**Written exercise:** Can you pull out every line of the records below, word for word, and leave out the pictures?

**Material to process:**
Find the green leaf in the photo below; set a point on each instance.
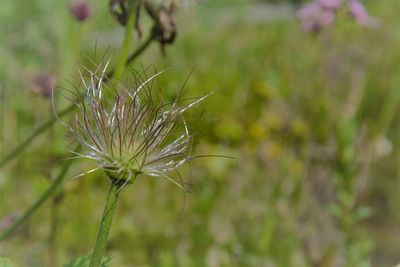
(5, 262)
(84, 262)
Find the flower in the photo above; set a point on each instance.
(332, 5)
(319, 14)
(80, 9)
(128, 131)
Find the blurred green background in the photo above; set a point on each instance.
(310, 118)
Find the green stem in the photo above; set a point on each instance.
(46, 125)
(21, 147)
(56, 184)
(126, 44)
(105, 224)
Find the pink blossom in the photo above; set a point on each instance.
(332, 5)
(359, 13)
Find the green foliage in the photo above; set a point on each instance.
(310, 118)
(85, 260)
(5, 262)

**Complete response:**
Find the green leaf in the photo below; set a point on each instance.
(5, 262)
(84, 262)
Find the flower in the photo above; set a point on each instance.
(332, 5)
(319, 14)
(80, 9)
(128, 131)
Find the blurred green background in the photo above; set a point on each instance.
(310, 118)
Find the green stem in the photo above; set a point on each instance.
(46, 125)
(21, 147)
(56, 184)
(126, 44)
(105, 224)
Find the pink blossom in the photo above; set a point on each instance.
(332, 5)
(359, 13)
Find the green foliage in the photo above; set a point on each instance.
(310, 118)
(85, 260)
(5, 262)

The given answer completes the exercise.